* START Page *

58 mins: ...Giovinco whips the ball up and over the wall but it’s straight at Ousted, who pats the ball down and collects it.

Vancouver stride forward but they’re looking less sharp in this half and Morales ends up losing the ball in frustratingly straightforward manner. Robinson may be thinking about some subs to recover the urgency of the first half’s counter-attacking.

56 mins: This is a decent little spell for Toronto (he typed...as Teibert intercepted a poor Toronto pass to launch a counter-attack). Cheyrou and Bradley putting their feet on the ball a little more to try and control the tempo a little more. And now they have a dangerous free kick central, and 35 yards out after Giovinco was checked...

54 mins: Toronto probing a little now in the Whitecaps half, but when they finally push the ball near the box, Giovinco’s shot is poor.

52 mins: Vancouver take a quick throw near the corner flag, but Laba, Rosales and Morales combine to lose the chance of getting a cross in.

* END Page *

> **Tasks to carry out**
1: Rewrite the match commentary's paragraph beginning "Vancouver stride forward" in fewer words, keeping its main facts.
2: In the match commentary, who pats down Giovinco's free kick at 58 minutes?
3: Pick up the match commentary after its last sentence and write the next entry.
The material after this text isn't needed.

* START Data provided *

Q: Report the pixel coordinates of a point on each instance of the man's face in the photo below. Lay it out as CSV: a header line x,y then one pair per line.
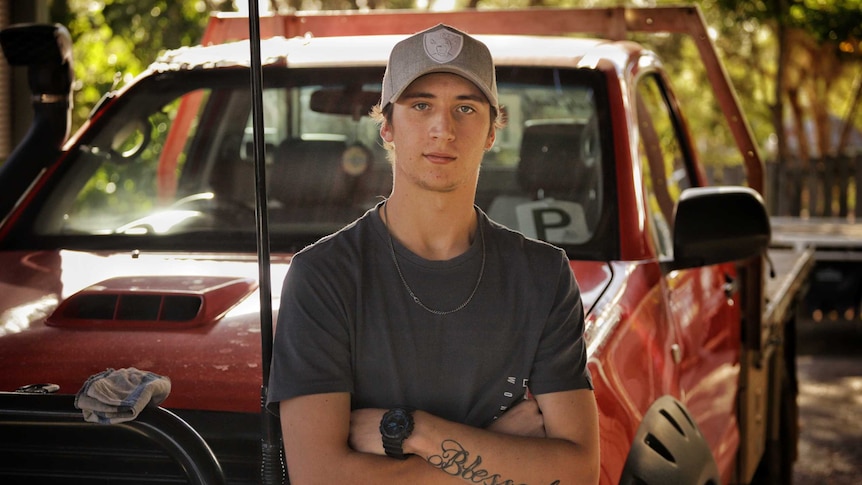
x,y
441,127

* END Data provided *

> **The results**
1: Vancouver push forward but look less sharp than in the first half, and Morales loses the ball too easily. Robinson may be considering substitutions to restore the urgency of the first-half counter-attacking.

2: Ousted.

3:
First second half cameo from Giovinco at the other end as he combines some short passing to help advance Toronto and with the Whitecaps stretched the ball breaks to Bradley on the edge of the box, as he drives forward to whack a shot that’s always drifting slightly wide. But that’s a decent move for the visitors.

50 mins: Morales scuffs a very poor low shot well wide of the goal from outside the box. Not really a shot befitting his undoubted talent. Now Morales finds Beitashour overlapping on the right with an altogether simpler touch, but the full back’s cross loops high and straight to Bendik. Still Vancouver 1-1 Toronto.

48 mins: Robinson also mentioned that with players tiring on opening day, this may a be a game for his bench to help decide things.

Whitecaps still trying to stretch the slower Toronto defense with pace and width as they move the ball from flank to flank early. No immediate look at goal though. Instead we have a few scrappy throws, interceptions and general faffing around in the opening minutes of the second half.

Second half starts

We’re off again...

Nearly ready for second half

“We’ve just got to keep doing what we’re doing,” say Carl Robinson of his Vancouver side, on the sidelines. “I don’t think we can play at this tempo for 90 minutes,” he adds - urging his team to be smart with their decision making. Teams coming out now...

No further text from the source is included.